» **Required action**: Filter the listing below, please, and copy only the lines with the word "shops".

» **Material for this exercise**:
============

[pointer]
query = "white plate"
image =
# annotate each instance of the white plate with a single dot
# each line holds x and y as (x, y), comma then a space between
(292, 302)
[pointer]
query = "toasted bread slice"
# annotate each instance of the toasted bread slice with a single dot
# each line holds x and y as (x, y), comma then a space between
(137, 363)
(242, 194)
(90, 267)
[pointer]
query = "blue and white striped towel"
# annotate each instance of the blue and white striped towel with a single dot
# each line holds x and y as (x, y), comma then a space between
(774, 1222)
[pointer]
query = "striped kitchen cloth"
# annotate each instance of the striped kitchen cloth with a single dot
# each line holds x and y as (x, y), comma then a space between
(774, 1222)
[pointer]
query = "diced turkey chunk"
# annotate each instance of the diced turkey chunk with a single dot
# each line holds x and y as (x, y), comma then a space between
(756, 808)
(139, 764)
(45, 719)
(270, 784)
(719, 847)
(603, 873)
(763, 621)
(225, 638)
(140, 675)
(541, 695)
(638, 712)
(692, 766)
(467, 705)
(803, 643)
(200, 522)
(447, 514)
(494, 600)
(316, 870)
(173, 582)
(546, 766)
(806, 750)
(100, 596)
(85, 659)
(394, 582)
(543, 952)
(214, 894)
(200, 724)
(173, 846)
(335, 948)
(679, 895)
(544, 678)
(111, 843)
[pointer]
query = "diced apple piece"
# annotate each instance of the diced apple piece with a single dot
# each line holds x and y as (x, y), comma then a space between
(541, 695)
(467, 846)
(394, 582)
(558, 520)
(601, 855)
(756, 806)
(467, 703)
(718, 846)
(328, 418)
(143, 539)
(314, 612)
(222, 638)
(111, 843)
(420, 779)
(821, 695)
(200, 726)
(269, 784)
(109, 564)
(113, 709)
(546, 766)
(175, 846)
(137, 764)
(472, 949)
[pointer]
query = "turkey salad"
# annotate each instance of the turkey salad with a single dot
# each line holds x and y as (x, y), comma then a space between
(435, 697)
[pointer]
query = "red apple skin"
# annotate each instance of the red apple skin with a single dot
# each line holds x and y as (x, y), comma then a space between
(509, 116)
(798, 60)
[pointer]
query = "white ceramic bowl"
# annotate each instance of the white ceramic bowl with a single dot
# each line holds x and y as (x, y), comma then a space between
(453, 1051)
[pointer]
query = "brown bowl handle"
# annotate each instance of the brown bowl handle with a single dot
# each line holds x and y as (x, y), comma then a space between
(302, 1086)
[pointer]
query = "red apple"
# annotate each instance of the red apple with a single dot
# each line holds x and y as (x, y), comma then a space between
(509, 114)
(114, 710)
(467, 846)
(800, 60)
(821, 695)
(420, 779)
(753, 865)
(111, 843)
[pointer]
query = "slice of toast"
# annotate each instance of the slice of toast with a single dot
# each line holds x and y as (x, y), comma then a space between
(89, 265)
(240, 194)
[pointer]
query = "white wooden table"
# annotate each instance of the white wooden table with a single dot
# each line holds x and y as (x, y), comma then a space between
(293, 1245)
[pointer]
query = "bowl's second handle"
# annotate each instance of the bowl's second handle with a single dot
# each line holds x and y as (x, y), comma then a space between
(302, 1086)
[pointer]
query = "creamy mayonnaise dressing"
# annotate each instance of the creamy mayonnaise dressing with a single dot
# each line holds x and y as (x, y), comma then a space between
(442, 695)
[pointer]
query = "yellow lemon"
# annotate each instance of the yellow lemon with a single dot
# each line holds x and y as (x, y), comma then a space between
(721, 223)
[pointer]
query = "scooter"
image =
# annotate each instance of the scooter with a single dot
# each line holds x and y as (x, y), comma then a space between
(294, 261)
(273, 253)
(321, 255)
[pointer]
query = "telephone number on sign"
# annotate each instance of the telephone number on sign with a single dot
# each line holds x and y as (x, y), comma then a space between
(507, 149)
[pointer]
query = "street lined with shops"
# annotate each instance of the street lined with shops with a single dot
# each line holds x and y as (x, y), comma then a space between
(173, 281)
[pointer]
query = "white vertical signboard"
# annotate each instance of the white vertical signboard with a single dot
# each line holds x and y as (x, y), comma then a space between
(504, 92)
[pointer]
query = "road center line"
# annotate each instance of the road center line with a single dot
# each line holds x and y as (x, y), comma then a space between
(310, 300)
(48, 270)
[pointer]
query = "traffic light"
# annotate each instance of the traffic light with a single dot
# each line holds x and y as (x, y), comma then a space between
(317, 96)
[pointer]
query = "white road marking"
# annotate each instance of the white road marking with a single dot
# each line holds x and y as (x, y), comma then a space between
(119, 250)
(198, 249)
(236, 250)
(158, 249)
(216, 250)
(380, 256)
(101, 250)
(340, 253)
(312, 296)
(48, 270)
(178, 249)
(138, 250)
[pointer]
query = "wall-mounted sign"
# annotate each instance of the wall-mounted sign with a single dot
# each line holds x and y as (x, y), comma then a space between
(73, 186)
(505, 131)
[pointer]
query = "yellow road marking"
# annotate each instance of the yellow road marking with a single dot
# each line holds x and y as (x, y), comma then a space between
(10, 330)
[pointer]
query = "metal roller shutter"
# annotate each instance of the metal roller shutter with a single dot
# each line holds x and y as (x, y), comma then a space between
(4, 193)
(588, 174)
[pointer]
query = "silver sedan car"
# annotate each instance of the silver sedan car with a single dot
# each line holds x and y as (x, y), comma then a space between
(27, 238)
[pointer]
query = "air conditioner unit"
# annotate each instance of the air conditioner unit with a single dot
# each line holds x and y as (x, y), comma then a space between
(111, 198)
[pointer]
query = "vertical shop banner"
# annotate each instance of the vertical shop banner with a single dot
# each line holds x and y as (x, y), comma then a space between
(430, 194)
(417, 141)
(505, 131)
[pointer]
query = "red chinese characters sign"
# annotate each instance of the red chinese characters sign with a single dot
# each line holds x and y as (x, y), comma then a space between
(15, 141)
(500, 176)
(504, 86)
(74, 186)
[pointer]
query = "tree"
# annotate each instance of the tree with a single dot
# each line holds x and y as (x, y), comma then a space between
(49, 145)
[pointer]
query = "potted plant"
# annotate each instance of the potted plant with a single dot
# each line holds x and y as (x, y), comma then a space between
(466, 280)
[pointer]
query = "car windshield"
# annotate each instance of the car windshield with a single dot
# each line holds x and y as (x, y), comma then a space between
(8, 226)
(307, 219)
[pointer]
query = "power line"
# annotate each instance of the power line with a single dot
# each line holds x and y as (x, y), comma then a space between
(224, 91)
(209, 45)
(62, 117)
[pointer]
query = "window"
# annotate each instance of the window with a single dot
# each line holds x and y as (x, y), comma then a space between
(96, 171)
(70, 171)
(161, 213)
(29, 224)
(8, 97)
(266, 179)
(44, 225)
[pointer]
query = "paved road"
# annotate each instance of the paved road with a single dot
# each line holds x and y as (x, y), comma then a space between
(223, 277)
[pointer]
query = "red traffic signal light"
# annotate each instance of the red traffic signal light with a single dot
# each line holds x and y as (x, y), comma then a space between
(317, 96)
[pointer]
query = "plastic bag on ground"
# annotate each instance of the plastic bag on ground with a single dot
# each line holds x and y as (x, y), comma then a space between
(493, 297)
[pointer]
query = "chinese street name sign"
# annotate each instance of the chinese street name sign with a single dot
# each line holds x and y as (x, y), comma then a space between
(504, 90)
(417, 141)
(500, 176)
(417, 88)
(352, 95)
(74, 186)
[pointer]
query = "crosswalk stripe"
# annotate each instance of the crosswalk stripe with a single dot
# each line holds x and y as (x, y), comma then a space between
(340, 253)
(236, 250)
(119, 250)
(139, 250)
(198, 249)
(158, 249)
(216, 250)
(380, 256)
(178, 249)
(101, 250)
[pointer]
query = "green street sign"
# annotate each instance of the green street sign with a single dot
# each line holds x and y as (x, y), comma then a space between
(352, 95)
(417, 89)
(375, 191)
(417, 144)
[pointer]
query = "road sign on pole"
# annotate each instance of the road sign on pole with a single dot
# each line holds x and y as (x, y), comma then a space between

============

» **Response to the exercise**:
query = "street lined with shops"
# annotate each instance of the street lined with shops with a single dot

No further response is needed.